■ WHAT TO DO ■
Please pull out the lines below, from the line containing "Practice. Put a pin on the dirt" through the end of the lines, both ends included, and repeat them exactly.

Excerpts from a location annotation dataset
+ + + +

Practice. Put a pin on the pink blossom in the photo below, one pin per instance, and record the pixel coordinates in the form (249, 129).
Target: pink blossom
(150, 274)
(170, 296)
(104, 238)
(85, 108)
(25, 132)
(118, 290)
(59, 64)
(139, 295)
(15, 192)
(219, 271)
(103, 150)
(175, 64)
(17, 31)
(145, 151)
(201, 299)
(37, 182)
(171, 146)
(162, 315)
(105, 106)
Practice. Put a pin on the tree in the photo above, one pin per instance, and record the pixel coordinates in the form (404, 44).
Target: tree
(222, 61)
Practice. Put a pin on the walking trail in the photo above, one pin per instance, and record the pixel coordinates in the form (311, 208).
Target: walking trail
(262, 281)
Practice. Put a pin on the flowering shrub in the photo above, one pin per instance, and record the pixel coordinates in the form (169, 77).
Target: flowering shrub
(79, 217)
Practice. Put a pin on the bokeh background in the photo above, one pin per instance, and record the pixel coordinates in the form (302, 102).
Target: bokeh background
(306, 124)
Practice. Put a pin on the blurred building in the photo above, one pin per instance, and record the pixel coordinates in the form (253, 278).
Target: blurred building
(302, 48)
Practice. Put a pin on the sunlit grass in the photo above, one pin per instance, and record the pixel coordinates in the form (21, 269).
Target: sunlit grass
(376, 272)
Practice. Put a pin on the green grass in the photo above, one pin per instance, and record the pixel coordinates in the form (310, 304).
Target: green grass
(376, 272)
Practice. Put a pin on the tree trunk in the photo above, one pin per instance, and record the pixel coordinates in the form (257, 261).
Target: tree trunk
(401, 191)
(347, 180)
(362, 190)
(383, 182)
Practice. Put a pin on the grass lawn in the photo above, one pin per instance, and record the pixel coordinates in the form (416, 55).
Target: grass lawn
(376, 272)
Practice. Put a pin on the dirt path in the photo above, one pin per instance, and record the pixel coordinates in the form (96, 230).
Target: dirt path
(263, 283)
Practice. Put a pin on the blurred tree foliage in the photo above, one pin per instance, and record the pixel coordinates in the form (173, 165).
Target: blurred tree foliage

+ + + +

■ EXERCISE RESULT ■
Practice. Put a pin on the dirt path in the photo above, one pin per instance, and record the pixel coordinates in the form (96, 230).
Target: dirt path
(263, 283)
Practice. Put a pin on the blurred tree foliage in the photo above, one pin per instance, and record the pixel coordinates in the form (173, 165).
Target: blurred tree foliage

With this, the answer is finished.